• _What to do_
Pick out each line in the rows below that contains the word "carrot", and copy those lines. Case counts.

###

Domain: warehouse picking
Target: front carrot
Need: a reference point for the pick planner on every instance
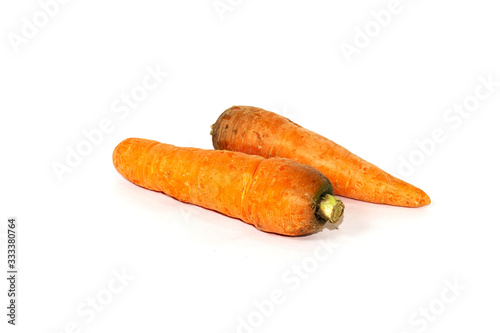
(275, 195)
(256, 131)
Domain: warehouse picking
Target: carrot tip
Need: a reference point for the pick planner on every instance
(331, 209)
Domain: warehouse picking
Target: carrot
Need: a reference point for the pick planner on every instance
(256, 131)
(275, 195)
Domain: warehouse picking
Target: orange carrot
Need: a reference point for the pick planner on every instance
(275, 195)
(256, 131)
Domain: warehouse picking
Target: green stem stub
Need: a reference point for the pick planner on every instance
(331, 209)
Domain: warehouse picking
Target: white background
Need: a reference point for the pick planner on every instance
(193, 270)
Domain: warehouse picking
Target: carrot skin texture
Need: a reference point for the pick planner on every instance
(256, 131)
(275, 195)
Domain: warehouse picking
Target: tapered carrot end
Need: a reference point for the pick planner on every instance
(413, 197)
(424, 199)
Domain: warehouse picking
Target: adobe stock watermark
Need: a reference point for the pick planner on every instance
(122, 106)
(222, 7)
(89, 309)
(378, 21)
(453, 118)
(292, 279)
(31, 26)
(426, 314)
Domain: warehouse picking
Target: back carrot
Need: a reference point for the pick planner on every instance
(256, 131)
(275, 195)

###

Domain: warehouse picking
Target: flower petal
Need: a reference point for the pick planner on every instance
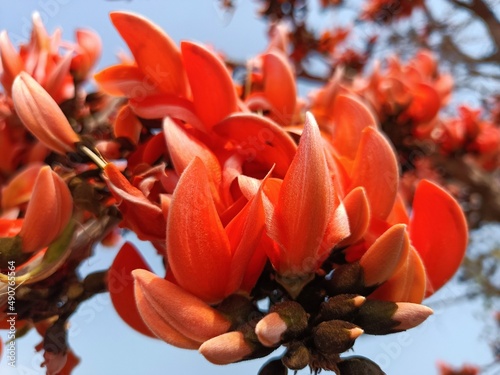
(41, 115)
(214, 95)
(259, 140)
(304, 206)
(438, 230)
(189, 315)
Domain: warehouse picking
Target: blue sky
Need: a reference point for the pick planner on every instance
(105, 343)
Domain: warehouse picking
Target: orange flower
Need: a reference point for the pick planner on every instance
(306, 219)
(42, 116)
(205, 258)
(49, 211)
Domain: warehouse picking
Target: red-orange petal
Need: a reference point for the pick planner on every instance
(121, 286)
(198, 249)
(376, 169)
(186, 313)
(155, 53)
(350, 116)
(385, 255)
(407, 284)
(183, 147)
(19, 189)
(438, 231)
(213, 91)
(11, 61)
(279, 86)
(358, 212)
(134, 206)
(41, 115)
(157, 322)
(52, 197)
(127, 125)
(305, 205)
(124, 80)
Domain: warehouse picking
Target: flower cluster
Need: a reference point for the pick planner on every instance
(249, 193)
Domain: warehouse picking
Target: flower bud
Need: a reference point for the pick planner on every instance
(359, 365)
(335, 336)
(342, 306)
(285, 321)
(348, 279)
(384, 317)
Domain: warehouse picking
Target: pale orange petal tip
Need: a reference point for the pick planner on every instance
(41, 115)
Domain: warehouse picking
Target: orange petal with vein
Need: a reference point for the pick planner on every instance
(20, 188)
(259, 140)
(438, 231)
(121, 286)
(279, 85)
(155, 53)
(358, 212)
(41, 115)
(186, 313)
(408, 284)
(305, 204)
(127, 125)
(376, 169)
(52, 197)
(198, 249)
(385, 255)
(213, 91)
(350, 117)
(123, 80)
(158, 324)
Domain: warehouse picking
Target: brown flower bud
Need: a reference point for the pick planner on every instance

###

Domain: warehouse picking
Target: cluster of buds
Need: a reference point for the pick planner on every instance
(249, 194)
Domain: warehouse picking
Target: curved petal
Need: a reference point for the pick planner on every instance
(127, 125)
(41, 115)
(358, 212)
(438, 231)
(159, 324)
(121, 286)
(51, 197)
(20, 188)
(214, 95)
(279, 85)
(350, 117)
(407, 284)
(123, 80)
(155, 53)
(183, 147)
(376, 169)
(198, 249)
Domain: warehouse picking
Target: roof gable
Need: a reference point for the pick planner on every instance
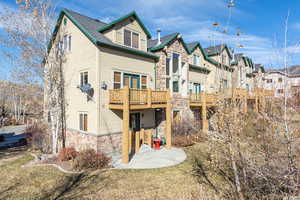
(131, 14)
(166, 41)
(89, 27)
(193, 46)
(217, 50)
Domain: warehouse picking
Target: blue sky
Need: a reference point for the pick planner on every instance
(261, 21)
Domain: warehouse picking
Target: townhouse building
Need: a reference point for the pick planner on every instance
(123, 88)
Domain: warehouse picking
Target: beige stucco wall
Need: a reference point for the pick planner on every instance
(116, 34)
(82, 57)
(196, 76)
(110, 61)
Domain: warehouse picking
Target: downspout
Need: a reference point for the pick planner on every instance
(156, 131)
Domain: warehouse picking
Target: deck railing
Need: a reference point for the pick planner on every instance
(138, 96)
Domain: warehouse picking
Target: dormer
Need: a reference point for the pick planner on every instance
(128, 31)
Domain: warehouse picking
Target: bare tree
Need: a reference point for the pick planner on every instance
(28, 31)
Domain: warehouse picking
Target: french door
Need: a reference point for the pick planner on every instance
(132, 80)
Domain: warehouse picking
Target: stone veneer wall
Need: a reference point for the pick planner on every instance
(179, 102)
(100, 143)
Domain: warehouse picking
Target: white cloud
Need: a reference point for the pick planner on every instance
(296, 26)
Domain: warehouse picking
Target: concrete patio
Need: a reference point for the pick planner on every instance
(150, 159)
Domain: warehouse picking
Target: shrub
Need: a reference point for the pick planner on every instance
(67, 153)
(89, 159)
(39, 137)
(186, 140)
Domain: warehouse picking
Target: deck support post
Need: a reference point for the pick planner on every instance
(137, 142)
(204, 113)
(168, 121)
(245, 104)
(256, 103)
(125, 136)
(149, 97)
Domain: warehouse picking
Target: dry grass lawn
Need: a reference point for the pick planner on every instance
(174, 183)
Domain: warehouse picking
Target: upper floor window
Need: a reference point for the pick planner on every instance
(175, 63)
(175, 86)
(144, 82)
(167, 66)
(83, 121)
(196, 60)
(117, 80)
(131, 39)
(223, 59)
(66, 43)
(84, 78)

###

• _Answer to the problem_
Target: front carrot
Target: carrot tip
Target: carrot
Target: orange carrot
Target: carrot skin texture
Target: tapered carrot end
Target: back carrot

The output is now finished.